I’m almost embarrassed to ask…but what do we really mean when we say “digital marketing”?
If you told me ten years ago that you ran digital marketing for your company, I would have envisioned you managing the company’s website and online ad campaigns. Now, I would have no idea what you were talking about. Today, digital marketing might mean ad technology, e-commerce, online advertising, social media marketing, web personalization, mobile marketing…and the list goes on.
Like the term content marketing, digital marketing can mean almost everything … and almost nothing. So let’s forget about definitions, and instead look at connotations. To borrow from a Raymond Carver title: What do we talk about when we talk about digital marketing? Here's what some big-brand CEOs, CMOs, journalists, and one notorious outlaw are talking about, scooped from the
Web.
1. Digital marketing is context.
We don't believe in digital marketing. We believe in marketing in a digital world, and there's a huge difference.
– Clive Sirkin, CEO, Kimberly Clark (via AdAge)
2. Digital marketing is content.
Ask any marketer what the starting point and backbone to a successful digital marketing strategy is and chances are they'll tell you that it's content. Content is the spark that ignites an effective marketing strategy and what keeps it going strong throughout, but not just any content will do. What you use for your digital marketing should be quality content that draws in readers and helps drive traffic to exactly where you need it to be.
– Roger Bryan (via Huffington Post)
The Internet requires every brand, business and individual to become a publisher. Content is the currency within our social Web.”
– Rachel Rachel Tipograph, the Gap’s director of global digital and social media, Gap (via Digiday.com)
3. Digital marketing is you.
“What happens when what seems like social media ephemera enters into the vaults of Big Data, where everything we do online, and increasingly offline, is collected and stored for analysis? Companies can use this data to map out the thousands of decisions a consumer might make next — likely purchases, for example — and use that information to influence them to do what they want.”
– Sarah Childress (via PBS.org)

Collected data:
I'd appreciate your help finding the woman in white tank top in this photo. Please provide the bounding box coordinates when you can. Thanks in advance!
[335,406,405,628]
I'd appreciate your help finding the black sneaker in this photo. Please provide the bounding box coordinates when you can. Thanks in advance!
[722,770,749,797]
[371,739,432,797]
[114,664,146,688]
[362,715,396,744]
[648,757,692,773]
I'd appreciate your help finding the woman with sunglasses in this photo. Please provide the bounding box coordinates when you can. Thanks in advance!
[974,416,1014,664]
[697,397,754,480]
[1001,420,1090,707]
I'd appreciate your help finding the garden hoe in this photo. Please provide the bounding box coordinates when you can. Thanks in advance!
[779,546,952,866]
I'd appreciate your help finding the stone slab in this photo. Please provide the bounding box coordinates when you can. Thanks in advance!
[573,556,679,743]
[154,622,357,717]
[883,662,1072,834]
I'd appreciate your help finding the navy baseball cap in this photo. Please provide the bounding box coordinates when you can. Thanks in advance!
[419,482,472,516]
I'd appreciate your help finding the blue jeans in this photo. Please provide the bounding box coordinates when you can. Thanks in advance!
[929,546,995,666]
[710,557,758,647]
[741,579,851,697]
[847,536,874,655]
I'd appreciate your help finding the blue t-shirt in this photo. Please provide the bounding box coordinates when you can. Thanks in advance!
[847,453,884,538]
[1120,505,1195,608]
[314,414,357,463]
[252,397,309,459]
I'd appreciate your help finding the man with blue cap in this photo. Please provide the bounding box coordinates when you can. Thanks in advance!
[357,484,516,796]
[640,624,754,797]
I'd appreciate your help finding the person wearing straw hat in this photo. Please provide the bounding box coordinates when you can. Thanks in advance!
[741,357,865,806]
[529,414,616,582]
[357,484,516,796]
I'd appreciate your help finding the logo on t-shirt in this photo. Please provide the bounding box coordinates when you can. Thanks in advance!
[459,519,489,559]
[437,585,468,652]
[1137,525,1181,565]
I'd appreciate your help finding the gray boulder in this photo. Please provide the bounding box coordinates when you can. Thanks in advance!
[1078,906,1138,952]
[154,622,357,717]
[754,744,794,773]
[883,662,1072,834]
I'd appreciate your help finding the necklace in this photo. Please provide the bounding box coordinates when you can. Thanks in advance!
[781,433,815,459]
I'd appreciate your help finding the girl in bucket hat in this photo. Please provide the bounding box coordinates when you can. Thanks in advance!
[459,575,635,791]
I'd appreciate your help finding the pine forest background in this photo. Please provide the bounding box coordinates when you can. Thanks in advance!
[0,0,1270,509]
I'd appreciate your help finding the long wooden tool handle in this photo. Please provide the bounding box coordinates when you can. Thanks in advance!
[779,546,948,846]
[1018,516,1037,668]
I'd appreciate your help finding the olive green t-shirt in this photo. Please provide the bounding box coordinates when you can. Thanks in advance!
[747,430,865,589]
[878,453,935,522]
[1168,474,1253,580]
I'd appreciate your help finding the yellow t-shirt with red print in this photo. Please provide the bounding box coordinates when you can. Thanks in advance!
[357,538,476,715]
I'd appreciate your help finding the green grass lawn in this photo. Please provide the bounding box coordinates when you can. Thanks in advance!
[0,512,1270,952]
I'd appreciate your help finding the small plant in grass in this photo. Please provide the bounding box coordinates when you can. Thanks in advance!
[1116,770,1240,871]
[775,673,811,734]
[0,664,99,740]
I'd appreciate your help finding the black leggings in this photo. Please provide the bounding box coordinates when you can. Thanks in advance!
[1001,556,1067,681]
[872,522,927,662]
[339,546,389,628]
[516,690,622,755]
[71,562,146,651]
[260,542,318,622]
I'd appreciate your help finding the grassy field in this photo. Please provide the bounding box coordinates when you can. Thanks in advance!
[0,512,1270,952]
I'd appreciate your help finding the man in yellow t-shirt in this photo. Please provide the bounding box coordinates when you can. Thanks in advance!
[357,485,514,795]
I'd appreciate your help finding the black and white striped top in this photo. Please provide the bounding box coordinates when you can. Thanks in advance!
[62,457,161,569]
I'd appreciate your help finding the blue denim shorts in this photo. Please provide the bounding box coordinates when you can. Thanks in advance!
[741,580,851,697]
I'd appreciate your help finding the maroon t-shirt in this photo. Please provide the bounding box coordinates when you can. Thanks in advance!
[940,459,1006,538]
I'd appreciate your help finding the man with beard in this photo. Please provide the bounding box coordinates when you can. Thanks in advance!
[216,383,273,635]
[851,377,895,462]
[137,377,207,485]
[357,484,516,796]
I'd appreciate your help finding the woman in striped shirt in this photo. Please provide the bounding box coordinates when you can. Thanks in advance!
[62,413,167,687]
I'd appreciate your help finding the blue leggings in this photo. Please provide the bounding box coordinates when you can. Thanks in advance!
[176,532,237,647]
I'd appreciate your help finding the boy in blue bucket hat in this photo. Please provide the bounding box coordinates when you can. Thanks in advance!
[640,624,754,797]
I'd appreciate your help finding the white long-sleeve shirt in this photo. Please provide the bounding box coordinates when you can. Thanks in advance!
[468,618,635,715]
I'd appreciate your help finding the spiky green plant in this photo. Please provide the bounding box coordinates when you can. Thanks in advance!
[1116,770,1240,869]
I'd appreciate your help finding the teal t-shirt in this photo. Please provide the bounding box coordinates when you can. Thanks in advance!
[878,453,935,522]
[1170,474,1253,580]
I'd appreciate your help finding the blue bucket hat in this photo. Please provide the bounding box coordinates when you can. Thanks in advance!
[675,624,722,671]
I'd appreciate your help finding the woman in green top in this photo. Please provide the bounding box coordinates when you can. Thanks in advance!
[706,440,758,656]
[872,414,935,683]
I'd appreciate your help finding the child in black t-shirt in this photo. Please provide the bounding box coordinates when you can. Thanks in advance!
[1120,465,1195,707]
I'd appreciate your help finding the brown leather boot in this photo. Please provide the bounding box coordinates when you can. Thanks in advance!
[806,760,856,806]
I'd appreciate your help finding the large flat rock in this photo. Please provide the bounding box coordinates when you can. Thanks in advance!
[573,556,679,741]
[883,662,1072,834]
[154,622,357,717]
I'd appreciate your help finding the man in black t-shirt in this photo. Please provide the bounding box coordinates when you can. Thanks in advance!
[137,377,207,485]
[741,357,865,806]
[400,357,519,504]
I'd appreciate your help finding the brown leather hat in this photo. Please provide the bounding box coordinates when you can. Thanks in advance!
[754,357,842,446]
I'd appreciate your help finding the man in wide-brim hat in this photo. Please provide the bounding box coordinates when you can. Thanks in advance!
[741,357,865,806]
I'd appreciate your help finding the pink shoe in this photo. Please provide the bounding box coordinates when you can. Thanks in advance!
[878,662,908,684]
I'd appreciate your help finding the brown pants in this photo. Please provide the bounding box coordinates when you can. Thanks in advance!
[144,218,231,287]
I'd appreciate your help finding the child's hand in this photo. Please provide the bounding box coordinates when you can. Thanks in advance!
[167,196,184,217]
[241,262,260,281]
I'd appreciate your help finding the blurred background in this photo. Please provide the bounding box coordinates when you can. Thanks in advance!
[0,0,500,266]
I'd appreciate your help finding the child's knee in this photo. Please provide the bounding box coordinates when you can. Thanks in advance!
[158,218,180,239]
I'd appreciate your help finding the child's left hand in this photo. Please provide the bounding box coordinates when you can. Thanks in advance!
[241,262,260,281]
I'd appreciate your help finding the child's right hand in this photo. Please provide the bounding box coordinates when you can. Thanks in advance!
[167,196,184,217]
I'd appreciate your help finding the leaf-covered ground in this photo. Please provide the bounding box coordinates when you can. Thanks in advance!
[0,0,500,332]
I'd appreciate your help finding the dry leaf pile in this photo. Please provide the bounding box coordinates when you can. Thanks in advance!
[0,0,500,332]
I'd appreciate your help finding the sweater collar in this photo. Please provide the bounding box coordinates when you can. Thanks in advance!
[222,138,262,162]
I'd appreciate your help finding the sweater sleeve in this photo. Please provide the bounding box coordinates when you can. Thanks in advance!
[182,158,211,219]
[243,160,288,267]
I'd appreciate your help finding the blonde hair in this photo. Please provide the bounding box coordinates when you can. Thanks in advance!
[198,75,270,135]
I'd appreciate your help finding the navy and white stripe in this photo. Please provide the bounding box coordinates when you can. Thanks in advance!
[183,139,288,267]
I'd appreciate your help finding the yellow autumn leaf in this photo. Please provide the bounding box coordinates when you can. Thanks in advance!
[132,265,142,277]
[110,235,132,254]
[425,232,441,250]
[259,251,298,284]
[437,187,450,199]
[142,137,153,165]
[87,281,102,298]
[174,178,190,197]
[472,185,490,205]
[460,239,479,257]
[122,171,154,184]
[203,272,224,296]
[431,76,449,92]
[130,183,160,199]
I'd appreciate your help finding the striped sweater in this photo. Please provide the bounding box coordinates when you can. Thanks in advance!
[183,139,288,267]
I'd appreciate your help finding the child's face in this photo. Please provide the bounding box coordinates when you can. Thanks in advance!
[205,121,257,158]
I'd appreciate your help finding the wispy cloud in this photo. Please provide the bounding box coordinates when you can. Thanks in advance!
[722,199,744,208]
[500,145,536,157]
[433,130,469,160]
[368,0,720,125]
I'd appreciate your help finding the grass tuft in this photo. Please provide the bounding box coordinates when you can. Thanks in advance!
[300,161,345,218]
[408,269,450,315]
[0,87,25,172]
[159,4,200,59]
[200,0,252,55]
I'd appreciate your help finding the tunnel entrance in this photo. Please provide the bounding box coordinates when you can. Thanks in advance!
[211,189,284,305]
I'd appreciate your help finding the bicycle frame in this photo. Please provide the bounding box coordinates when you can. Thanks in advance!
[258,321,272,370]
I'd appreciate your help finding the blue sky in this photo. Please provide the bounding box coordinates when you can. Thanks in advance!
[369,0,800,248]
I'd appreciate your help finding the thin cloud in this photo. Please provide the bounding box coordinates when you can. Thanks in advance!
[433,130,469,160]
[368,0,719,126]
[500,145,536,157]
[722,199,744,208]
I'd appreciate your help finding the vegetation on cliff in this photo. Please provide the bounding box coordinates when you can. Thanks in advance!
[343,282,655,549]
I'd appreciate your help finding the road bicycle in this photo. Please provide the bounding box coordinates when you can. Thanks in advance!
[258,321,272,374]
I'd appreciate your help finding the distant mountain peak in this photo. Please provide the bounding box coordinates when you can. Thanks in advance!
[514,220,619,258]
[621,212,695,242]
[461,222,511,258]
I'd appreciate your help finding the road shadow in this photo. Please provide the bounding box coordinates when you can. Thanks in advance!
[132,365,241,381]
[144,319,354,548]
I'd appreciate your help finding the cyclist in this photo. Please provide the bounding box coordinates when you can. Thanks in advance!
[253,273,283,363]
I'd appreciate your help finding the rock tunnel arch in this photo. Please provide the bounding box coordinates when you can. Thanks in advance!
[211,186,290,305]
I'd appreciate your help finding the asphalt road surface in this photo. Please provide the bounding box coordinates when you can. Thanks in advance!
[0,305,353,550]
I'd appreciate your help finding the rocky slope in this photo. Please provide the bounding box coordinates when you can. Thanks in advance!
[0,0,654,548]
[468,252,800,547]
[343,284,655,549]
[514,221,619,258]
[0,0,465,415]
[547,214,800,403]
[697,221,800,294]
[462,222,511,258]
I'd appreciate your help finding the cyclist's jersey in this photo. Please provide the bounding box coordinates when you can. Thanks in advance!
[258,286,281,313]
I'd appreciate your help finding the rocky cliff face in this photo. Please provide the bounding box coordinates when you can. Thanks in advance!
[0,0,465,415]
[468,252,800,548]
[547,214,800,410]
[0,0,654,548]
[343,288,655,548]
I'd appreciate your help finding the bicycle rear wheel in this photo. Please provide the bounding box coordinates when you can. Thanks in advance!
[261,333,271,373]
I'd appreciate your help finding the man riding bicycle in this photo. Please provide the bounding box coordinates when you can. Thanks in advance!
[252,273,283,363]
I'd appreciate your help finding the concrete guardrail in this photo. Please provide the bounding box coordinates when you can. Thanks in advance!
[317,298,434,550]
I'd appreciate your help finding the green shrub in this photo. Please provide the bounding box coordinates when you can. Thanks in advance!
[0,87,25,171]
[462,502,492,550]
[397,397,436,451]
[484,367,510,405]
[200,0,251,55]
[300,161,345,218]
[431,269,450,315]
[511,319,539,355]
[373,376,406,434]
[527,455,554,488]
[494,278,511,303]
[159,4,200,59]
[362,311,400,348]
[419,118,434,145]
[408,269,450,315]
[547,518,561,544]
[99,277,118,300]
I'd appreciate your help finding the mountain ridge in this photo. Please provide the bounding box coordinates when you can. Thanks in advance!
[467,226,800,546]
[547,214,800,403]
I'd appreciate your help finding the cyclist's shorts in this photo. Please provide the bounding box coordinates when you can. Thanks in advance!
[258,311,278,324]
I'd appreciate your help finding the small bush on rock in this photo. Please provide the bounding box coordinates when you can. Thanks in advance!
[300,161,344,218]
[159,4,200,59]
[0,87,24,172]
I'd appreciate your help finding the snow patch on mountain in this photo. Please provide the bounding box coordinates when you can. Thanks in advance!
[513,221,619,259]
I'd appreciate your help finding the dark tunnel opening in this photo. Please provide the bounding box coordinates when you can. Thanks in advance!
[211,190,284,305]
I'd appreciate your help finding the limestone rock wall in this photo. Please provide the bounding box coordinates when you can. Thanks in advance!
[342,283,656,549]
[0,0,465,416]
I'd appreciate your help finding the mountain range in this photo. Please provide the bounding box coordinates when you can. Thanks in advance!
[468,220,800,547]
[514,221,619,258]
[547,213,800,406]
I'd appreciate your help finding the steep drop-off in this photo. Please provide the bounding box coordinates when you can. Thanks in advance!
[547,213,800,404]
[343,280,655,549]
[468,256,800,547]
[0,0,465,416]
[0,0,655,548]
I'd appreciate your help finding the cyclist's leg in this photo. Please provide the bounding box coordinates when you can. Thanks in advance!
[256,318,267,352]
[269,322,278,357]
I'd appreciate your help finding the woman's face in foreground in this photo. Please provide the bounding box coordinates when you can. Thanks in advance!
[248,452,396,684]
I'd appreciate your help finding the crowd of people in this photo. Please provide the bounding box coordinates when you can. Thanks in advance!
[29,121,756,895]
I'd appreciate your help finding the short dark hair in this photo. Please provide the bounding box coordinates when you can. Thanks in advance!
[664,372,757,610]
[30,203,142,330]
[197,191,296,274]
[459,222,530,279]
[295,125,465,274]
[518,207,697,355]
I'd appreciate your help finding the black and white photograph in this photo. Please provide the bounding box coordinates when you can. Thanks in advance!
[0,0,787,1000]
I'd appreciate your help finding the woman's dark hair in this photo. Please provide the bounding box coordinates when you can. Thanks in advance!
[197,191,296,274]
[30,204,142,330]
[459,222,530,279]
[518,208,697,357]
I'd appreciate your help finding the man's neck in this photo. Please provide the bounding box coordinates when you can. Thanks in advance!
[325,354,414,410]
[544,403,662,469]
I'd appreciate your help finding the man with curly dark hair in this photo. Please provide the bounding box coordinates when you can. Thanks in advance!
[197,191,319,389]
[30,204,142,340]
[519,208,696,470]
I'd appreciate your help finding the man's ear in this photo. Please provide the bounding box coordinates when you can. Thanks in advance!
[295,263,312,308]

▸ STATED EXERCISE 1: In the digital marketing article, rewrite the paragraph beginning "If you told me ten years ago" as a short bulleted list that keeps its main facts.
▸ STATED EXERCISE 2: Why does the digital marketing article suggest setting definitions aside and looking at connotations instead? Answer in one to three sentences.
▸ STATED EXERCISE 3: Carry on the digital marketing article from the point where it stops.
The material comes from a different source than the digital marketing article.

▸ TASK RESPONSE 1:
- Ten years ago, running digital marketing would have meant managing a company's website and online ad campaigns.
- Now the phrase is unclear.
- Today it might mean ad technology, e-commerce, online advertising, social media marketing, web personalization, mobile marketing, and more.

▸ TASK RESPONSE 2: Like the term content marketing, digital marketing can mean almost everything and almost nothing. So the article sets definitions aside and looks at what people actually talk about when they talk about digital marketing.

▸ TASK RESPONSE 3:
"People are products sold to advertisers."
– Julian Assange (via AdAge.com)
4. Digital marketing is marketing.
"In 2014, digital will no longer be a separate effort, but will become the leading effort for marketing."
– Dowe Bergsma, CMO, Georgia Pacific Consumer Business (via AdAge.com)
"I'd like to see the word "digital" go away in 2014. The word is not expansive enough to fully represent what is going on in the marketing and consumer world today."
– Laura Desmond, CEO, Starcom Mediavest Group (via AdAge.com)
"Let's also call a moratorium on putting "e" in front of a word to describe a business category, as well as talking about 'digital strategy' -- in today's world digital is inherent to all strategies."
– Mainardo De Nardis, global CEO, OMD (via AdAge.com)
So there you have it: digital marketing is about reaching people in a digital context, understanding what to deliver in that context, turning consumers’ digital cookie crumbs into an almost self-service marketing model, and … just marketing. I like #1, love #2, and am slightly scared by #3. As for #4--I'd say that's the ticket. Because at the end of the day, isn't "digital" just an adjective to describe a tactic? Why erect walls around a tactic, when most marketing outcomes require an integrated mix of approaches? If we need to compartmentalize the marketing department--or the discipline of marketing--let's draw lines around the goals, not the tactics.
What about you? What do you talk about when you talk about digital marketing?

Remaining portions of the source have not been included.